*EXERCISE REQUIREMENTS*: Nothing should change. Output the data exactly.

*EXCERPTED RECORDS*:
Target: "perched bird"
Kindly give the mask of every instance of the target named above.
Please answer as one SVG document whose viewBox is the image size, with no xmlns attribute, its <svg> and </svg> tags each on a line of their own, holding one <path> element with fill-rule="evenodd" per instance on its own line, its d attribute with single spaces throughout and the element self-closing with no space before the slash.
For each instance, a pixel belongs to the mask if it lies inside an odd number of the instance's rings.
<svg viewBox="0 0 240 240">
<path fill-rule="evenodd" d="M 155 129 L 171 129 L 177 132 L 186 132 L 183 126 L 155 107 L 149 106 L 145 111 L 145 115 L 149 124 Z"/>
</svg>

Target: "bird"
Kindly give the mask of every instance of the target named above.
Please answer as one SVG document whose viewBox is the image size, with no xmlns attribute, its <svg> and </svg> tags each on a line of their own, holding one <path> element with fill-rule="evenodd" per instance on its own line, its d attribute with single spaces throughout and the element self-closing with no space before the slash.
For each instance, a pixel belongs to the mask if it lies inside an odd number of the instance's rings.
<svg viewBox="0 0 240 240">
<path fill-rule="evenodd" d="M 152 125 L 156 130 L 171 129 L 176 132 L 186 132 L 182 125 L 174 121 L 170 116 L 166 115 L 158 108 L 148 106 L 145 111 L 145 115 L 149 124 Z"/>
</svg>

*ANSWER SECTION*:
Target: "perched bird"
Kindly give the mask of every instance of the target named above.
Please answer as one SVG document whose viewBox is the image size, with no xmlns attribute, its <svg> and </svg> tags each on a line of their own, holding one <path> element with fill-rule="evenodd" per instance on its own line, its d attribute with single spaces throughout and the element self-closing with no space before the slash.
For each instance, a pixel belongs to the mask if it lies inside an odd number of the instance's rings.
<svg viewBox="0 0 240 240">
<path fill-rule="evenodd" d="M 155 129 L 171 129 L 177 132 L 186 132 L 183 126 L 155 107 L 149 106 L 145 111 L 145 115 L 149 124 Z"/>
</svg>

Target: "bird"
Kindly give the mask of every instance of the target named above.
Please answer as one SVG document whose viewBox is the image size, with no xmlns attribute, its <svg> and </svg> tags each on a line of their own, holding one <path> element with fill-rule="evenodd" per instance on its own line, its d attribute with single spaces throughout and the element self-closing with no space before the slash.
For each instance, a pixel belongs to the mask if it lies inside an odd number of the instance's rings.
<svg viewBox="0 0 240 240">
<path fill-rule="evenodd" d="M 152 125 L 156 130 L 171 129 L 176 132 L 186 132 L 182 125 L 174 121 L 170 116 L 166 115 L 158 108 L 148 106 L 145 111 L 145 115 L 149 124 Z"/>
</svg>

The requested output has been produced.